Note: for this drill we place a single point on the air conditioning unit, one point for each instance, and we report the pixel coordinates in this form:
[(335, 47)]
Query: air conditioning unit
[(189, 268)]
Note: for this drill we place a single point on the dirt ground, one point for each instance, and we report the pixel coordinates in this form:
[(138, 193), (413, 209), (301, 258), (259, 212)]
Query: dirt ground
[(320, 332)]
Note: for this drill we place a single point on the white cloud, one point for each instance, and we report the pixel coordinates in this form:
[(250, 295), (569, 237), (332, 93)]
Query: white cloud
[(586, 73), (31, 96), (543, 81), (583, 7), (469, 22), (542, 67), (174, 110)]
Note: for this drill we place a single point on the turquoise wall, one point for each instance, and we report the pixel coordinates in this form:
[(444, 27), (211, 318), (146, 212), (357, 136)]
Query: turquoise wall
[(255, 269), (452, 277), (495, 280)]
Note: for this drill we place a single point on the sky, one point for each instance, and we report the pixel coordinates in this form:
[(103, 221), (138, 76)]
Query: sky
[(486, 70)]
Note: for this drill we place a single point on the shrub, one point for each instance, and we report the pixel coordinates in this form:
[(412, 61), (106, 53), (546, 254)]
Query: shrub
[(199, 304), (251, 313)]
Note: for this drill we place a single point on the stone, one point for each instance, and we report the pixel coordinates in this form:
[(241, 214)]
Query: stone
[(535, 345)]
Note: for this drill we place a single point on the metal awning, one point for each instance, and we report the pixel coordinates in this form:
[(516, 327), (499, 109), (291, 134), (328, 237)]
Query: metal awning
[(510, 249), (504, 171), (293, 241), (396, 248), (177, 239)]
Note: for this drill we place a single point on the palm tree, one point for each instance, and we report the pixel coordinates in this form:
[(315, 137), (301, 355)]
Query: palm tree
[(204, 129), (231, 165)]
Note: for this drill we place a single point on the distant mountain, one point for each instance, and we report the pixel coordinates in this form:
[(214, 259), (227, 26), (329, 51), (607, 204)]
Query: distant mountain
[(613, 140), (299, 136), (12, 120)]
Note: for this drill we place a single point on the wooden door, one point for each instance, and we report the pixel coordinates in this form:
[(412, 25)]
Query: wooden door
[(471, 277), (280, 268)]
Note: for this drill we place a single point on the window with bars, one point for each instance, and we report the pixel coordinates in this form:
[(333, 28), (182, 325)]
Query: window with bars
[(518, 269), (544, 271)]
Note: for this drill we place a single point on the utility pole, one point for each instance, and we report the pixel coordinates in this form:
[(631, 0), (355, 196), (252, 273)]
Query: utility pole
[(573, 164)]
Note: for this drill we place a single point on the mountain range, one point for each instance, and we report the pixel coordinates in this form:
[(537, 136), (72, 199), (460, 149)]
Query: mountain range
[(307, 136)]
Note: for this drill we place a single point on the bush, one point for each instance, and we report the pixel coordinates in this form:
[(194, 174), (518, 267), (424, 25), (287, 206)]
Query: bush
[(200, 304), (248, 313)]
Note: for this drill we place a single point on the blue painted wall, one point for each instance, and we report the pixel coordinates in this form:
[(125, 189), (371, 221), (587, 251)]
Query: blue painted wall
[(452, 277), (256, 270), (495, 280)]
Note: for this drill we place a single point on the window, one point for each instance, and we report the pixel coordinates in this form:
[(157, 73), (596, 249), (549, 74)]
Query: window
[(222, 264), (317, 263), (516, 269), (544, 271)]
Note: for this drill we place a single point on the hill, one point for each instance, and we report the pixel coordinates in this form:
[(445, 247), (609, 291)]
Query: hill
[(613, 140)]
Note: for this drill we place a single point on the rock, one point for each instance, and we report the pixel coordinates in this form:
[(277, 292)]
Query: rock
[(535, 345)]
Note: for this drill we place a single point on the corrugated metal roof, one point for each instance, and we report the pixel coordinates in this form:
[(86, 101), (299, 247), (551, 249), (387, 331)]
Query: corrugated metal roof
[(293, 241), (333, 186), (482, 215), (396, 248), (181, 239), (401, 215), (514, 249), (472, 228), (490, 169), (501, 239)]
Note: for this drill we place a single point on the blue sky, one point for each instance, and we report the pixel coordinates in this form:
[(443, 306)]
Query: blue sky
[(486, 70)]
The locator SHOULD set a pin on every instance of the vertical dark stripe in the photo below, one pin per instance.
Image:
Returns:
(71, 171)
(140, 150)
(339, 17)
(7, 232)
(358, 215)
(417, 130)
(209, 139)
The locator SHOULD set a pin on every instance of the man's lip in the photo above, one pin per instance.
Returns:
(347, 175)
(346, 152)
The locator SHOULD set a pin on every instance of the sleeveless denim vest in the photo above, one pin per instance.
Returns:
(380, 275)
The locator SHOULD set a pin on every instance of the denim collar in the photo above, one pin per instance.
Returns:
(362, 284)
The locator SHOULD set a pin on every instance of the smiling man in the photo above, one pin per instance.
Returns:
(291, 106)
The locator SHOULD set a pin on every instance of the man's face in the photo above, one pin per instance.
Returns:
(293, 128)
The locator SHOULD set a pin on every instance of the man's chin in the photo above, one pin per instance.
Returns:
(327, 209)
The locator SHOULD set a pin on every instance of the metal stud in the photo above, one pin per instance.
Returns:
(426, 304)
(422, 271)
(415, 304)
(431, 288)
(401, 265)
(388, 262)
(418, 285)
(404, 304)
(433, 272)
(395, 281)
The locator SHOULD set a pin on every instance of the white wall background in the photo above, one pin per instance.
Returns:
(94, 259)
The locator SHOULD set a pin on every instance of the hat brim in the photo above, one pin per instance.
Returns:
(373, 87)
◆ ◆ ◆ ◆ ◆
• [EXERCISE REQUIREMENTS]:
All of the lines above should be returned exactly as written.

• [RESPONSE FOR THIS EXERCISE]:
Note: for this drill we place a single point on the air conditioning unit, one point for each instance, and we report the pixel coordinates in this form:
[(335, 47)]
Query: air conditioning unit
[(189, 268)]
Note: for this drill we place a single point on the dirt ground, one point for each instance, and we report the pixel coordinates in this form:
[(138, 193), (413, 209), (301, 258), (259, 212)]
Query: dirt ground
[(320, 332)]
Note: for this drill we place a single point on the white cloud, one point for each instance, and we report the pixel coordinates in this form:
[(250, 295), (569, 237), (332, 93)]
Query: white cloud
[(586, 73), (31, 96), (543, 81), (583, 7), (469, 22), (542, 67), (174, 110)]
Note: for this drill we place a single point on the turquoise wall, one point for each instance, and we report the pixel coordinates in this form:
[(444, 27), (211, 318), (146, 212), (357, 136)]
Query: turquoise wall
[(255, 269), (452, 277), (495, 280)]
Note: for this drill we place a single point on the sky, one point for each instance, and we report the pixel coordinates in this form:
[(103, 221), (138, 76)]
Query: sky
[(486, 70)]
Note: for this drill we place a single point on the shrub, one point for each instance, and we report the pixel coordinates in this form:
[(412, 61), (106, 53), (546, 254)]
Query: shrub
[(199, 304), (251, 313)]
Note: for this drill we place a single point on the stone, one point for each instance, and we report the pixel coordinates in this form:
[(241, 214)]
Query: stone
[(535, 345)]
Note: for this drill we place a single point on the metal awning, one point for each instance, and we report the pixel coordinates in this form:
[(516, 327), (499, 109), (291, 134), (328, 237)]
Query: metal awning
[(510, 249), (504, 171), (293, 241), (396, 248), (177, 239)]
Note: for this drill we place a single point on the palm tree, one point for each instance, and we report the pixel coordinates in this form:
[(315, 137), (301, 355)]
Query: palm tree
[(204, 129), (231, 165)]
Note: for this drill we place a single point on the distant mountain, one point for each instance, and we report the pixel coordinates in this form:
[(214, 259), (227, 26), (329, 51), (607, 204)]
Query: distant mountain
[(613, 140), (299, 136), (12, 120)]
Note: for this drill we place a single point on the wooden door, one point for each instance, and we report the pixel coordinates in this form:
[(412, 25)]
Query: wooden door
[(471, 277), (280, 268)]
Note: for this drill we place a single point on the window with bars, one point for each instance, and we report the pixel coordinates in this form:
[(333, 28), (182, 325)]
Query: window with bars
[(518, 269), (544, 271)]
Note: for this drill we place a single point on the utility pole, one point for each instance, and we report the pixel coordinates in this form:
[(631, 0), (355, 196), (252, 273)]
Query: utility pole
[(573, 164)]
Note: for this drill we place a single point on the mountain range, one point for each instance, and we report the pixel coordinates in this form:
[(537, 136), (72, 199), (460, 149)]
Query: mountain range
[(307, 136)]
Note: for this drill we place a single point on the bush, one point for each instance, and we report the pixel coordinates in this form:
[(194, 174), (518, 267), (424, 25), (287, 206)]
Query: bush
[(200, 304), (248, 313)]
Note: for this drill we place a single point on the blue painted wall, one point for each instance, and we report the pixel coordinates in this form:
[(125, 189), (371, 221), (587, 251)]
Query: blue painted wall
[(452, 277), (256, 270), (495, 280)]
Note: for this drill we place a single point on the window, one point for each instance, and we report the pixel coordinates in this form:
[(157, 73), (596, 249), (549, 74)]
Query: window
[(222, 264), (317, 263), (516, 269), (544, 271)]
Note: for this drill we place a single point on the hill, one point for each instance, and we report the pixel coordinates in this form:
[(445, 247), (609, 291)]
Query: hill
[(613, 140)]
Note: for this drill we place a single point on the rock, one point for each instance, and we report the pixel coordinates in this form:
[(277, 292)]
Query: rock
[(535, 345)]
Note: for this drill we place a single point on the corrugated metal roof, one point for each instance, and we report the pixel coordinates in this form:
[(86, 101), (299, 247), (551, 249), (387, 331)]
Query: corrugated metal roof
[(293, 241), (333, 186), (482, 215), (396, 248), (181, 239), (401, 215), (514, 249), (472, 228), (490, 169), (501, 239)]
Note: for this drill we place a single point on the blue sky, one point for each instance, and we report the pixel coordinates in this form:
[(443, 306)]
Query: blue sky
[(486, 70)]
The locator SHOULD set a pin on every instance of the vertical dark stripe in the photo below, one pin per instance.
Image:
Returns:
(71, 171)
(140, 150)
(339, 17)
(7, 232)
(358, 215)
(417, 130)
(209, 139)
The locator SHOULD set a pin on every instance of the man's lip in the photo above, one pin per instance.
Returns:
(347, 175)
(346, 152)
The locator SHOULD set a pin on every instance of the sleeveless denim vest in the photo above, one pin per instance.
Returns:
(380, 275)
The locator SHOULD set a pin on every instance of the denim collar in the photo above, one pin per instance.
Returns:
(362, 284)
The locator SHOULD set a pin on every instance of the smiling man in the photo above, one pin per instance.
Returns:
(291, 106)
The locator SHOULD set a pin on every instance of the man's face in the photo above, one pin per instance.
Returns:
(293, 128)
The locator SHOULD set a pin on every instance of the man's chin in the photo above, one pin per instance.
Returns:
(327, 209)
The locator SHOULD set a pin on every instance of the metal stud in the photo above, one pin per instance.
Returns:
(426, 304)
(422, 271)
(415, 304)
(431, 288)
(401, 265)
(388, 262)
(418, 285)
(404, 304)
(433, 272)
(395, 281)
The locator SHOULD set a pin on every instance of the white wall background in the photo above, one pin per instance.
Returns:
(94, 259)
The locator SHOULD set a pin on every instance of the hat brim in the photo above, one pin per instance.
Returns:
(373, 87)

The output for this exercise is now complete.